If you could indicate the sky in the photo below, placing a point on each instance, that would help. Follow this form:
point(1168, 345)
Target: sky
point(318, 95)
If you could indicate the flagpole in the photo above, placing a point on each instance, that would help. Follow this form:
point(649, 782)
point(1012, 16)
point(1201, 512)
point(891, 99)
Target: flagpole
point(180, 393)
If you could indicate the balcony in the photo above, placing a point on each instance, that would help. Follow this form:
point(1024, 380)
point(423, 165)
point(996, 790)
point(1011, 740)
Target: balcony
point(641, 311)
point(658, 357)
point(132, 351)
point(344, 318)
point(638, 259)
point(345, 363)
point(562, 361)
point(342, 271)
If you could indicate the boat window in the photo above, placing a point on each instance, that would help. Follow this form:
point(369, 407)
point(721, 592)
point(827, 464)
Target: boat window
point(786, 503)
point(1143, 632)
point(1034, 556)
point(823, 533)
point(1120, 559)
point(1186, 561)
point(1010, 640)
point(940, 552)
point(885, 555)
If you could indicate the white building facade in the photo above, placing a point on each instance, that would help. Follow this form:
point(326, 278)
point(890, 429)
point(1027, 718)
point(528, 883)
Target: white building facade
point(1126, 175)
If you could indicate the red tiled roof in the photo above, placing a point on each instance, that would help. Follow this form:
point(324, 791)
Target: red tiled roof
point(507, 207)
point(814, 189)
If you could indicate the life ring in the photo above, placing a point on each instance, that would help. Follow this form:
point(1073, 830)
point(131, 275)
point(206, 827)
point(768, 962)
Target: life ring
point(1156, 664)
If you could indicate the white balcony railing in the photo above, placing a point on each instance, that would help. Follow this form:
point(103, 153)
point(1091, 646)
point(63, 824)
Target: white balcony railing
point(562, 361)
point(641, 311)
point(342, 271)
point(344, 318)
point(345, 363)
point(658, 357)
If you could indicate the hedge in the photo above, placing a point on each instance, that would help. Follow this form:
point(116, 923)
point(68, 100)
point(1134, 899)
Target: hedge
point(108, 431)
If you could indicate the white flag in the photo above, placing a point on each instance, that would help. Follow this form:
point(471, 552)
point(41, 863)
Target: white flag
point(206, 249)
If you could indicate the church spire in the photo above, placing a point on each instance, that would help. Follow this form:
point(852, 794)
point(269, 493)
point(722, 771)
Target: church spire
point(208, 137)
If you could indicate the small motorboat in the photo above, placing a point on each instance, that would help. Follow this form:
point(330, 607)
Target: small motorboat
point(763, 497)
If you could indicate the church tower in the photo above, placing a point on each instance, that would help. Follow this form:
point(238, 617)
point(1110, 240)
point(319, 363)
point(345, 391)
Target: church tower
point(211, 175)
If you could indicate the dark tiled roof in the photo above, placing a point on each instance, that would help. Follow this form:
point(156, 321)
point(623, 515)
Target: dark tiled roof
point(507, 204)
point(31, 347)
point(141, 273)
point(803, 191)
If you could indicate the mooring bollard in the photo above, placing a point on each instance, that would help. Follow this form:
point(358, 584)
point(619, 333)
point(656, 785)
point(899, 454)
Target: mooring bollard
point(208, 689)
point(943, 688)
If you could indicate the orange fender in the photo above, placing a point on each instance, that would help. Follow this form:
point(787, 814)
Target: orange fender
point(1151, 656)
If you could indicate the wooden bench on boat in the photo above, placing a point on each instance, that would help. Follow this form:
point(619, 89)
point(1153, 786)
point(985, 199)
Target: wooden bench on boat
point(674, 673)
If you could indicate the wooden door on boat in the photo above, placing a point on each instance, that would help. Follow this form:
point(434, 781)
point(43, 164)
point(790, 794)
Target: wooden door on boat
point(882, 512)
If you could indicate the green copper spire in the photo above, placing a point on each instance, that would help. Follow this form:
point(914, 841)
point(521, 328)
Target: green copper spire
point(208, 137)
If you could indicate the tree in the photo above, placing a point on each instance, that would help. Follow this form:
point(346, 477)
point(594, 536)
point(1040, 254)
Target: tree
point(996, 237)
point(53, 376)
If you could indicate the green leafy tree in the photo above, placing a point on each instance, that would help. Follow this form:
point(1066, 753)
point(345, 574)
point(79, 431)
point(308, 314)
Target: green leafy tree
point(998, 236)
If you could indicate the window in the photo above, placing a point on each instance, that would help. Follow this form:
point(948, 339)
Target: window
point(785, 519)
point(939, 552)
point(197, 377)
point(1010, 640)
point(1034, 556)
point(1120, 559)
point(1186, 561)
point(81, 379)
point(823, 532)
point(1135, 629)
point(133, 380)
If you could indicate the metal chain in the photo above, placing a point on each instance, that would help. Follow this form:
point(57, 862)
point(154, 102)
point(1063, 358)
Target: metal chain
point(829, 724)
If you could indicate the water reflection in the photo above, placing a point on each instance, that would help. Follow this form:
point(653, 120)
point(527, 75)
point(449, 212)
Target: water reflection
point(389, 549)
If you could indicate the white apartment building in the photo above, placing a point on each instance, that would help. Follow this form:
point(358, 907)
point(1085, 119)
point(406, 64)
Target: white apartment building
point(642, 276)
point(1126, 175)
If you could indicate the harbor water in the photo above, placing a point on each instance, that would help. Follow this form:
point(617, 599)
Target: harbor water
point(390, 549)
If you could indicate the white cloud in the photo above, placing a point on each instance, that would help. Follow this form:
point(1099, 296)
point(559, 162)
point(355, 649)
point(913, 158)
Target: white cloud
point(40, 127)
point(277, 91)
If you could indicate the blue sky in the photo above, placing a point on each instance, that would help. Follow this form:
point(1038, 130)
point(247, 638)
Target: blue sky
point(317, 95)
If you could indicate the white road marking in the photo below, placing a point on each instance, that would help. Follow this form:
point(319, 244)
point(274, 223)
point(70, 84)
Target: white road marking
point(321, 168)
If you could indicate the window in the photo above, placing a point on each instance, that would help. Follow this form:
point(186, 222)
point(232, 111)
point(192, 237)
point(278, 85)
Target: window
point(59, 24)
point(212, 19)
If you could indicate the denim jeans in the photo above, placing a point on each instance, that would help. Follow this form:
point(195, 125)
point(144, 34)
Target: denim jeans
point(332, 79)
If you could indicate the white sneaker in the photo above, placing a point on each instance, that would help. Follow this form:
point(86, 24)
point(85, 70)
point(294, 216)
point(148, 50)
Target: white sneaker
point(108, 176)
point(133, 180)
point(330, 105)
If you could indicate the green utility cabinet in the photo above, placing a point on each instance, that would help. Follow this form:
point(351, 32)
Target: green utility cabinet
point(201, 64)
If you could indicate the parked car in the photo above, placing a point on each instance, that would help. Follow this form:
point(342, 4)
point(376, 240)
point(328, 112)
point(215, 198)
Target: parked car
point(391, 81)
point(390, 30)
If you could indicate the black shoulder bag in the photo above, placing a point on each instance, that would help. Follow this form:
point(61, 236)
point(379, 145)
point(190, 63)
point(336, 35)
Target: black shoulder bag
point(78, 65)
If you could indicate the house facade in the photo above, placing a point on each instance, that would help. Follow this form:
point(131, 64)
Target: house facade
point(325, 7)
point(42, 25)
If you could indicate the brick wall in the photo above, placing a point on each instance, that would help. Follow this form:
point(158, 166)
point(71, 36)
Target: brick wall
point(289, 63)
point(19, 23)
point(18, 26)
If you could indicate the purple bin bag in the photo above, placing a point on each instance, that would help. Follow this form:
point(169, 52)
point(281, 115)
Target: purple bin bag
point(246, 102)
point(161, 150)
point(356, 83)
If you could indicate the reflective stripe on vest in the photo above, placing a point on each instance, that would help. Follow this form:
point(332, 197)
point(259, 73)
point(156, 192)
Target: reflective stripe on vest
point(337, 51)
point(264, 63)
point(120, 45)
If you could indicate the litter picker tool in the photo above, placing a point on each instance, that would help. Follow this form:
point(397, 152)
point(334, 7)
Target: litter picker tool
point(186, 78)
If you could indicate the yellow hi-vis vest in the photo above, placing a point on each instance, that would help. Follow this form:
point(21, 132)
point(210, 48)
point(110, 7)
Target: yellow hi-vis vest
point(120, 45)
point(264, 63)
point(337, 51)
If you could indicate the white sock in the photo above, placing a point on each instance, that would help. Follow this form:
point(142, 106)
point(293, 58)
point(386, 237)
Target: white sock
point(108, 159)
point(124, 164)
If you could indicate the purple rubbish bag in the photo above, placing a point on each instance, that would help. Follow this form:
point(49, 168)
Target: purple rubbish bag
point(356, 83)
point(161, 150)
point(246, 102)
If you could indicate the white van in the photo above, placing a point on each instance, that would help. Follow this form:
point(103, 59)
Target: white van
::::::
* **Assigned task**: Filter the entries down to the lines with the word "below" in them, and copy those lines.

* **Written response**:
If you could indicate the sky in the photo below, placing a point on each instance, that would help. Follow this form:
If you could indicate the white road marking in the photo below, placing a point on each instance, that would help. Follow this form:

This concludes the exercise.